# Dokumenttext:

####

Mit dem Beschluss des Bundesverfassungsgerichts, mit welchem das Gericht die Existenz eines dritten Geschlechts rechtlich anerkannt hat,[3] ist klar, dass unter das Merkmal "Geschlecht" nicht nur Männer und Frauen fallen.

Gem. § 3 Abs. 1 Satz 2 AGG fallen Benachteiligungen Schwangerer und Mütter auch unter das Merkmal "Geschlecht".

Sexuelle Identität

Das Merkmal "sexuelle Identität" bezieht sich grundsätzlich auf die sexuelle Ausrichtung. Zu den Betroffenen von Diskriminierung wegen ihrer sexuellen Identität zählen vorwiegend Homosexuelle und Bisexuelle. Wichtig dabei ist, dass es sich bei der sexuellen Präferenz um diejenige handeln muss, die identitätsstiftend ist.[4]

1.4 Unmittelbare und mittelbare Benachteiligungen

Das AGG differenziert zwischen unmittelbaren und mittelbaren Benachteiligungen.

####

# Dateneinträge:
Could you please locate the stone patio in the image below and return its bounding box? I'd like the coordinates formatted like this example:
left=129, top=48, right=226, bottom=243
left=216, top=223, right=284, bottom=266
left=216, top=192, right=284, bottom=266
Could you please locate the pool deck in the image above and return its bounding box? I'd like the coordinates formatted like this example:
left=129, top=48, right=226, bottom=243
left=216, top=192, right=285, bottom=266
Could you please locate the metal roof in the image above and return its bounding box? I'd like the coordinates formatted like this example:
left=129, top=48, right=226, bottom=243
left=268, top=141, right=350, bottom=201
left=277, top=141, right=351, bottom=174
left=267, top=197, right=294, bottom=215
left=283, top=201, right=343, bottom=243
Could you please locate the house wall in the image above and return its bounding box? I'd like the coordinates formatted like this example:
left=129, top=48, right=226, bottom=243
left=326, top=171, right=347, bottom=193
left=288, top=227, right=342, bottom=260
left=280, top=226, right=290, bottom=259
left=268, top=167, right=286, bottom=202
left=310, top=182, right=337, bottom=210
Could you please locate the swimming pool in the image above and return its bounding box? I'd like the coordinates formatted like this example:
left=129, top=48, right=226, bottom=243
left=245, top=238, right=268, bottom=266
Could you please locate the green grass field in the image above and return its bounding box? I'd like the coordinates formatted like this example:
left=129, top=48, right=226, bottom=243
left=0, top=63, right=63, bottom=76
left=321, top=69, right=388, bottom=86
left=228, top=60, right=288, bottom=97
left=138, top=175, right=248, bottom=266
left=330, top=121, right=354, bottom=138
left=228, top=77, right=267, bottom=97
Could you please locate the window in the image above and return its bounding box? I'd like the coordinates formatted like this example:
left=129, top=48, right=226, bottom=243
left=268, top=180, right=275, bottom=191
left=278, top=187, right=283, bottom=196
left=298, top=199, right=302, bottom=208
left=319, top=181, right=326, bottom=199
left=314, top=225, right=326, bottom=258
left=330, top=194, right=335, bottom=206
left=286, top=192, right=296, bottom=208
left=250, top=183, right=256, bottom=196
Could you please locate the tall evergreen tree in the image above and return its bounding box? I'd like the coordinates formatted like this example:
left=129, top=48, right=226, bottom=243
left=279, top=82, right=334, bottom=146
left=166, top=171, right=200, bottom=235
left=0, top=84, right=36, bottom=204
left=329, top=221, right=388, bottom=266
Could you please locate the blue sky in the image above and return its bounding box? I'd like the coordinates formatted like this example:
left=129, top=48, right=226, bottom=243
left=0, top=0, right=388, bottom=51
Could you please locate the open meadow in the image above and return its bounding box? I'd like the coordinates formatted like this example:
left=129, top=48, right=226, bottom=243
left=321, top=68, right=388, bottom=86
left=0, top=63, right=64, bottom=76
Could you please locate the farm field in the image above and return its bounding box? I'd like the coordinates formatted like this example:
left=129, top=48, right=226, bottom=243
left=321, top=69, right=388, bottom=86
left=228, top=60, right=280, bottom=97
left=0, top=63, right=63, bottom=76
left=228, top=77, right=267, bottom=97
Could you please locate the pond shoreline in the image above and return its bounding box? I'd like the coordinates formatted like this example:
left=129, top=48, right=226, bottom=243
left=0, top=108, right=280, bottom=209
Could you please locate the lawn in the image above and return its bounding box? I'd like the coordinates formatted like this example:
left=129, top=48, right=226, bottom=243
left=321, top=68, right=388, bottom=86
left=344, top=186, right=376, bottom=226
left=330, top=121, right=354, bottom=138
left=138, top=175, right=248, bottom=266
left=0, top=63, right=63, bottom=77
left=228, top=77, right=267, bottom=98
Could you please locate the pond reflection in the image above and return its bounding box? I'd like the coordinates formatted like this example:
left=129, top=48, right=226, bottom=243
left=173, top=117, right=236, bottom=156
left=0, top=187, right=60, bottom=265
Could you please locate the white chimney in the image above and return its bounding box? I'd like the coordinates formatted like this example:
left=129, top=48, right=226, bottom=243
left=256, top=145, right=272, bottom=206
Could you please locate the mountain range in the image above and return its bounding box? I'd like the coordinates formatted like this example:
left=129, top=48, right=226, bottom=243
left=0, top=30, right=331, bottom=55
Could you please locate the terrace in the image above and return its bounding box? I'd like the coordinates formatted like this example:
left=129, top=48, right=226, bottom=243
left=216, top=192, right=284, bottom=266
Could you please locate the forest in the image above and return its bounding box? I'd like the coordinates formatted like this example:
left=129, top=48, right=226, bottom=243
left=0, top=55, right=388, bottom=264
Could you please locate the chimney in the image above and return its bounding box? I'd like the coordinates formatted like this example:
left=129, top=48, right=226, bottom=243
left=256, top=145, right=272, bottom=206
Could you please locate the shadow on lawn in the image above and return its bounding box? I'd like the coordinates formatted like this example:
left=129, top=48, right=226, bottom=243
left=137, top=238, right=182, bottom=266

####

# Aufgabe:
Wer zählt laut dem Text über die Merkmale des AGG vorwiegend zu den Betroffenen von Diskriminierung wegen der sexuellen Identität?

# Lösung:
Vorwiegend Homosexuelle und Bisexuelle.